Extract each line of the records below that contains the word "flowering".

(Stored data)
◆ ◆ ◆ ◆ ◆ ◆ ◆

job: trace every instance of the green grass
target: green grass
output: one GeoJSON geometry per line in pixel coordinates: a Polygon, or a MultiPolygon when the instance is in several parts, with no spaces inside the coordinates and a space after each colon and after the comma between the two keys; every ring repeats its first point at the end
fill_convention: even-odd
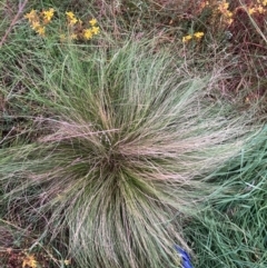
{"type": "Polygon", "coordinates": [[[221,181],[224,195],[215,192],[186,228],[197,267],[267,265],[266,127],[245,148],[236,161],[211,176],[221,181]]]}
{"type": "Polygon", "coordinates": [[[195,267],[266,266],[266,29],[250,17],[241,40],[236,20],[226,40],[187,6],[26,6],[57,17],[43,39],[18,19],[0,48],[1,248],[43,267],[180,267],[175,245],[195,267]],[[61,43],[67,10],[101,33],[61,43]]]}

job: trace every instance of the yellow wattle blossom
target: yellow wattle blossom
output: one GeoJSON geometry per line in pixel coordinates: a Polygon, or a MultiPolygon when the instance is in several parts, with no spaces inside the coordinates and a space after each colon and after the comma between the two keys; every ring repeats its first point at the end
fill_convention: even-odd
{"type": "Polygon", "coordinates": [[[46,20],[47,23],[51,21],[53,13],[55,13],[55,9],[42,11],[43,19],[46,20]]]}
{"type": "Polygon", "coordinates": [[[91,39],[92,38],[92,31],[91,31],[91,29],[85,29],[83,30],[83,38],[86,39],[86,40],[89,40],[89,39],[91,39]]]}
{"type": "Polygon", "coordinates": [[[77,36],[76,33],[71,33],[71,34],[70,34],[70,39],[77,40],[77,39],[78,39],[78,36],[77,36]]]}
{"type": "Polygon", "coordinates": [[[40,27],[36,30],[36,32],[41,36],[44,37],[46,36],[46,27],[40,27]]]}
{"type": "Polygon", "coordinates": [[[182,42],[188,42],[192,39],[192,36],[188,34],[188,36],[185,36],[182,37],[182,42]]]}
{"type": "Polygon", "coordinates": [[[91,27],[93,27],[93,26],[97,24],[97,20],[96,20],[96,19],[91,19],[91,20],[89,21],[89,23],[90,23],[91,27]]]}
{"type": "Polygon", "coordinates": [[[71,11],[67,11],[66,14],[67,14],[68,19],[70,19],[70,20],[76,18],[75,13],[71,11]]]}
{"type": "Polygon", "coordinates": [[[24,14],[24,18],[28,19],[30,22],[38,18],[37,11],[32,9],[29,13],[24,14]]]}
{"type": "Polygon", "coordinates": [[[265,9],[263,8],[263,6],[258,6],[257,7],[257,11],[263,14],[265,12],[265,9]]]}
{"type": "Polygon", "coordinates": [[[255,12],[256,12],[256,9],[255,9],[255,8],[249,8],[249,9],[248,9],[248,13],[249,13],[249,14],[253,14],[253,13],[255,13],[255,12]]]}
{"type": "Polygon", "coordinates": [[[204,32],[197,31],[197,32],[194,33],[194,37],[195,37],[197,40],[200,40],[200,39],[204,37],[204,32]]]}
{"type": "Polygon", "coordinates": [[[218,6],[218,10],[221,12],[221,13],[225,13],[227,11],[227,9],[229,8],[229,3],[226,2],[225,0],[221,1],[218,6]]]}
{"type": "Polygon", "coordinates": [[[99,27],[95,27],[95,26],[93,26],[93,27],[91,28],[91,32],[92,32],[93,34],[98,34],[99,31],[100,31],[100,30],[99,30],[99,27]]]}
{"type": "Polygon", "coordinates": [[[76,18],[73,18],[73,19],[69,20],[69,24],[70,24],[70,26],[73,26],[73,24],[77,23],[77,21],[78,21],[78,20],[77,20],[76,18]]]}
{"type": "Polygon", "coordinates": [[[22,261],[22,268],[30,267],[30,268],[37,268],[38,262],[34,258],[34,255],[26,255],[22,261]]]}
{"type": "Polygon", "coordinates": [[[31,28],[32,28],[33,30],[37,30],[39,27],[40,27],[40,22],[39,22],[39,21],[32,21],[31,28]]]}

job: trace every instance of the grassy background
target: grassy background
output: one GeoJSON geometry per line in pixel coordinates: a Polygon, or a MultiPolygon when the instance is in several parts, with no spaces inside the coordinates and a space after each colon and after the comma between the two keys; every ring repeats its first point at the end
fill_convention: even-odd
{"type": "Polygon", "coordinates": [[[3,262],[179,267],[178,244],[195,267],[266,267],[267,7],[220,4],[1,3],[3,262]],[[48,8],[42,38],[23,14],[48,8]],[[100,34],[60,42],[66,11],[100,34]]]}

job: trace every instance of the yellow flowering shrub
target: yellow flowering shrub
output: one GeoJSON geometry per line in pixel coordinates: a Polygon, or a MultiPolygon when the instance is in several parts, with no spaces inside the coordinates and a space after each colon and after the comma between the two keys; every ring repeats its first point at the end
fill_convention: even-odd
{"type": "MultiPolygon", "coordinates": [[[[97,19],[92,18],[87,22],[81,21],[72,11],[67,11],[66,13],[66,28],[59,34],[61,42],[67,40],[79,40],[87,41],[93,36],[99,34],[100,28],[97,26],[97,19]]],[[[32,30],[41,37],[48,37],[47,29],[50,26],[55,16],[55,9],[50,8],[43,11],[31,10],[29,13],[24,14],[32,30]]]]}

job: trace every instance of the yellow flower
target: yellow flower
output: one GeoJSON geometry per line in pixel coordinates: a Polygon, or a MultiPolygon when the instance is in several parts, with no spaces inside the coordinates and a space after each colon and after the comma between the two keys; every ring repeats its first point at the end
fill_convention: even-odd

◆ ◆ ◆ ◆ ◆ ◆ ◆

§ **Finished task**:
job: trace every instance of the yellow flowering shrub
target: yellow flowering shrub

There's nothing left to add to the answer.